──────── Dataset records ────────

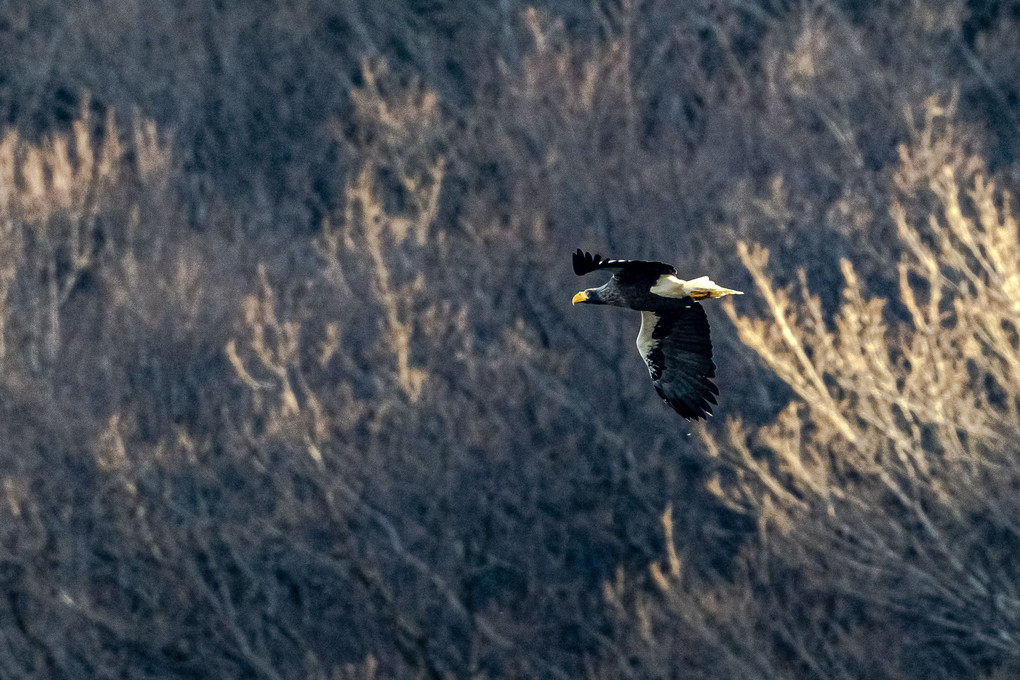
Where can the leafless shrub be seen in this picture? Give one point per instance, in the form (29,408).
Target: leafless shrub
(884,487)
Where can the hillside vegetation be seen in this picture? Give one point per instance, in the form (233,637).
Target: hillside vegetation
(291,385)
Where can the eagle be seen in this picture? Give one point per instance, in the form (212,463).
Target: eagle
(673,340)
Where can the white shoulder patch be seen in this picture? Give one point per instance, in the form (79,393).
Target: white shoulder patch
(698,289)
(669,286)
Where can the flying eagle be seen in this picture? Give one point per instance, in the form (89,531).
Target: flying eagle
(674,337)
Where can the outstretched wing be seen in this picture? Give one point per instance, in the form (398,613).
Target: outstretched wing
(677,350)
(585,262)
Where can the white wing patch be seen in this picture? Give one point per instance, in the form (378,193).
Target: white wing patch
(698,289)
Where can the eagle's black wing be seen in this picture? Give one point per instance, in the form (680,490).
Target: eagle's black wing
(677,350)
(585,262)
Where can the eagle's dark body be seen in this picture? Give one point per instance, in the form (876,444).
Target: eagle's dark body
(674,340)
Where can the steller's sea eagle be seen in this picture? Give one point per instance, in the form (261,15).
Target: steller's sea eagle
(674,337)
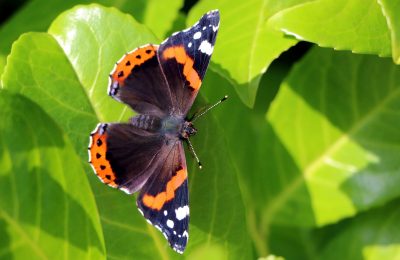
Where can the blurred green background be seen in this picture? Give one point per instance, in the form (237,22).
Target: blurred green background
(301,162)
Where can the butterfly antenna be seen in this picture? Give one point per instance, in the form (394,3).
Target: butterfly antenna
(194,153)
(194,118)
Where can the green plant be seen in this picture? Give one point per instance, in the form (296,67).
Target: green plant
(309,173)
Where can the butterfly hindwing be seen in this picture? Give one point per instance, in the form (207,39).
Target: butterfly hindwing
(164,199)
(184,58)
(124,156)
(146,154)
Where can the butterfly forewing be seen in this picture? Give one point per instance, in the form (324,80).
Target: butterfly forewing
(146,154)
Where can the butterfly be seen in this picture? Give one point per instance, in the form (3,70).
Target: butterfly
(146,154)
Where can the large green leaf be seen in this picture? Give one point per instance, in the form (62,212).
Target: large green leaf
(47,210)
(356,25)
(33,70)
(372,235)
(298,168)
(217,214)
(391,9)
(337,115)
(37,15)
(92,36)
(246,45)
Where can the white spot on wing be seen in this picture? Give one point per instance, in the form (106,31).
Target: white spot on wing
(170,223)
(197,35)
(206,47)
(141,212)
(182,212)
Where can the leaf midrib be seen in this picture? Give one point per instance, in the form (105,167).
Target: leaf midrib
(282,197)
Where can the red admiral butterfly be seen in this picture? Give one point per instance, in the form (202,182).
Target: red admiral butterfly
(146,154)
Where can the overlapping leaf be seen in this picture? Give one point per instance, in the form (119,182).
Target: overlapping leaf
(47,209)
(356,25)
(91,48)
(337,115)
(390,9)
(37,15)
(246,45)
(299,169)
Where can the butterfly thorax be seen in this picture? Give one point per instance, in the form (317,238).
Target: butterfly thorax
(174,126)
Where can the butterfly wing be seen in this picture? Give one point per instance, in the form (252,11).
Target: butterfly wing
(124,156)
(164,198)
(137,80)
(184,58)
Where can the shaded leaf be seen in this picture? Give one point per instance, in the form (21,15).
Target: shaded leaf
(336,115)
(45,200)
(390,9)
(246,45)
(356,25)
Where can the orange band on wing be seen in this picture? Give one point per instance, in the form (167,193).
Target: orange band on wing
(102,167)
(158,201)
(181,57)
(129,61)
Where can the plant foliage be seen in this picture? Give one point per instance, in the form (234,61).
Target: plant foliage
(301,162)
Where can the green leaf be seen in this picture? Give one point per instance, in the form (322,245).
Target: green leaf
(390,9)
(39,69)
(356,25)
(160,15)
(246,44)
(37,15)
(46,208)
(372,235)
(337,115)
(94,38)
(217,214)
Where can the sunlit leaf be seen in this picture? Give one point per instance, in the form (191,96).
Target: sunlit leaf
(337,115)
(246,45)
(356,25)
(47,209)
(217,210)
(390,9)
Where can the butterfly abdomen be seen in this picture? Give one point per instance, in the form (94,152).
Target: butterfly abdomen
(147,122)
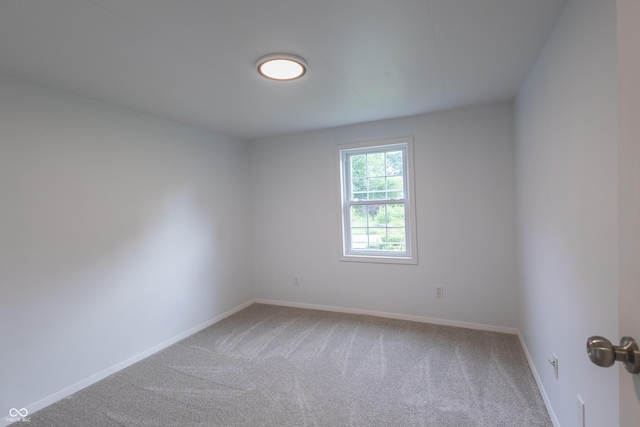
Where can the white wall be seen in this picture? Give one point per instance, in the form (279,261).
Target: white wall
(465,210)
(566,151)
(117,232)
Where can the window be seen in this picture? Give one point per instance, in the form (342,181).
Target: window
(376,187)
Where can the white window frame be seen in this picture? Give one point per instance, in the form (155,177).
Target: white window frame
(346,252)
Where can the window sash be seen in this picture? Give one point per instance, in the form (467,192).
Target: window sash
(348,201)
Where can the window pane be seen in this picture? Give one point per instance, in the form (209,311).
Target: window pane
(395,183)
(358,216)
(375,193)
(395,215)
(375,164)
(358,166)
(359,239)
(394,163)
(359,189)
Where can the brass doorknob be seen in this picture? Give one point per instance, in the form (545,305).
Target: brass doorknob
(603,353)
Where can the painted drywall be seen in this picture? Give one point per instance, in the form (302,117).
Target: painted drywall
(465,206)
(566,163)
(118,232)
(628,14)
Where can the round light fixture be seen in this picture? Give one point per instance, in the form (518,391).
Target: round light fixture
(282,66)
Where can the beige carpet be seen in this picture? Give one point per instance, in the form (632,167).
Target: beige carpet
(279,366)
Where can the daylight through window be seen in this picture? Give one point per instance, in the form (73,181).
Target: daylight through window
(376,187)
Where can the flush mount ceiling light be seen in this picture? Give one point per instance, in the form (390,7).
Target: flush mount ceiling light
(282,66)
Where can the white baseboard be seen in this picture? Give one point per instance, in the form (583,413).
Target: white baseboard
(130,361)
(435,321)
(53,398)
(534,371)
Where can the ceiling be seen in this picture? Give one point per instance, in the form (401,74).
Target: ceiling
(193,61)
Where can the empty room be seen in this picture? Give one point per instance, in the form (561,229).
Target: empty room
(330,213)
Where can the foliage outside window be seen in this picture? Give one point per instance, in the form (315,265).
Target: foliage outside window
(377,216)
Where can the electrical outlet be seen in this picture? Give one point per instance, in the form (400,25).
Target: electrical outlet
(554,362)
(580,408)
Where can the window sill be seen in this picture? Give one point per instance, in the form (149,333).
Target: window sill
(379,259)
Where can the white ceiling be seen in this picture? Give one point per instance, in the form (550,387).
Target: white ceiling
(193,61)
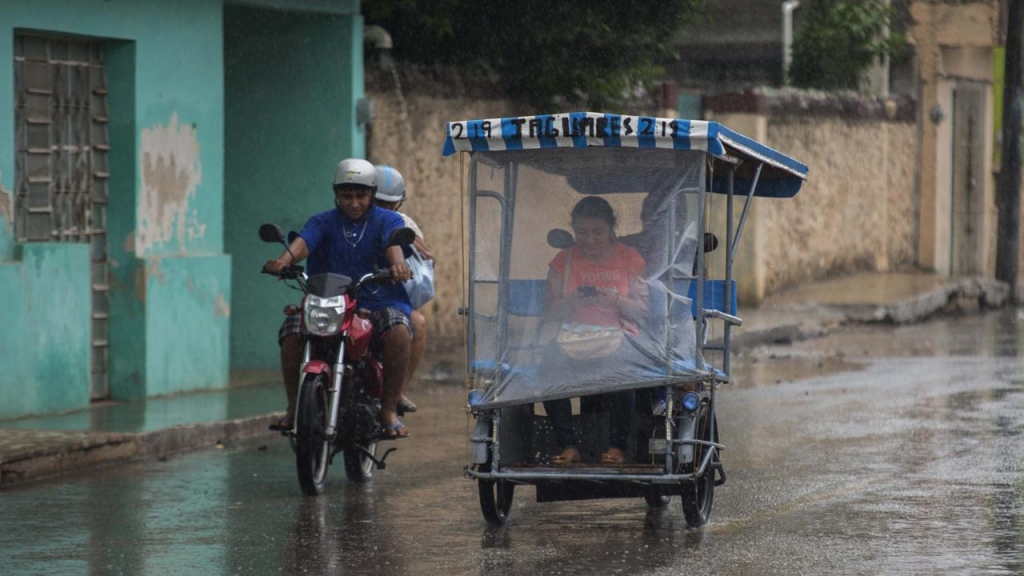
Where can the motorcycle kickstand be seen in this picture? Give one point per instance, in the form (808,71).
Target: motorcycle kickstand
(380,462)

────────
──────── Dataset records ────────

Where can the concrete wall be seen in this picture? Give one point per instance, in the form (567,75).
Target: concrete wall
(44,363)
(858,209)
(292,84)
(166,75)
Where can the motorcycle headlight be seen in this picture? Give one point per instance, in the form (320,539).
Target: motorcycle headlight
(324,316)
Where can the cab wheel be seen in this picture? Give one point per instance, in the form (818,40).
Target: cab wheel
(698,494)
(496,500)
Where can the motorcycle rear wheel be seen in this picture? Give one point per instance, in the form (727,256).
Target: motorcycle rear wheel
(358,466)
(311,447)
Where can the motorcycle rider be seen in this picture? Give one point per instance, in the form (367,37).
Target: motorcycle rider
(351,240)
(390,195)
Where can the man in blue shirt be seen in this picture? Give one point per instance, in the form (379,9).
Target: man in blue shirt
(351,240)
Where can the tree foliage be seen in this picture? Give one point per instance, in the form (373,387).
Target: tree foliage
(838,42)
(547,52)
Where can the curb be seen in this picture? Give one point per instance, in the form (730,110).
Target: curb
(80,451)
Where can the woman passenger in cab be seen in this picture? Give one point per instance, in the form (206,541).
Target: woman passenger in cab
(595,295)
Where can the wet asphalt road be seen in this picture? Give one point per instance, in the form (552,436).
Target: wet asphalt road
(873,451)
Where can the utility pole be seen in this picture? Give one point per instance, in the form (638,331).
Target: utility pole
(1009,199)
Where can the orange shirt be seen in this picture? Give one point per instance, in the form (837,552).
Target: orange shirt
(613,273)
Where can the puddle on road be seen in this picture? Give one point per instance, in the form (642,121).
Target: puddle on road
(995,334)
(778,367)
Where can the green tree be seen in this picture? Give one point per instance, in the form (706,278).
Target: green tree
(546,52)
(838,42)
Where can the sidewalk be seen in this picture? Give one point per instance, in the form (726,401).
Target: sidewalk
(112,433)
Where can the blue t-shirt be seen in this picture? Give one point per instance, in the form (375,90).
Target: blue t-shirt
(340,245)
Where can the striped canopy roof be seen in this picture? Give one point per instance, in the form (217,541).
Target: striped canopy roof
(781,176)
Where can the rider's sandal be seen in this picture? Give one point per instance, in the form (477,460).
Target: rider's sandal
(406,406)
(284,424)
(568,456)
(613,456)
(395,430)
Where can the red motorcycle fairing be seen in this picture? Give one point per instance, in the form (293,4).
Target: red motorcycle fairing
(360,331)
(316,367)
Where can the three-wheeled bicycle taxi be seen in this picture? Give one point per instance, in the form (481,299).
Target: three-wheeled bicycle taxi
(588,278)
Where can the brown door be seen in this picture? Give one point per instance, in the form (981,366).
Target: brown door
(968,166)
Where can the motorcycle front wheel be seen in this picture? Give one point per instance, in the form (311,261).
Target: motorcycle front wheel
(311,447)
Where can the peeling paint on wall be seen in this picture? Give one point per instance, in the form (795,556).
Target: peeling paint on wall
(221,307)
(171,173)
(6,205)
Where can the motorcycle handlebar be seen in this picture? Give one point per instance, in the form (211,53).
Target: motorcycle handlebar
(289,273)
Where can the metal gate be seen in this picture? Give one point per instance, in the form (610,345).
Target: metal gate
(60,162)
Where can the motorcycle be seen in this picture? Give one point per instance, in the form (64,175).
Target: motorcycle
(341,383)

────────

What you will do: Look above for the line holding "Target: white wing patch" and the line holding "Where can the eagle's dark". Retype both, and every line between them, word for word and nothing else.

The completed task:
Target: white wing patch
(698,289)
Where can the eagle's black wing be seen in this picture? Give one point per instance, in the form (680,490).
Target: eagle's black wing
(677,350)
(585,262)
Where can the eagle's dark body be seen in this picture? Give one point per instance, in the form (876,444).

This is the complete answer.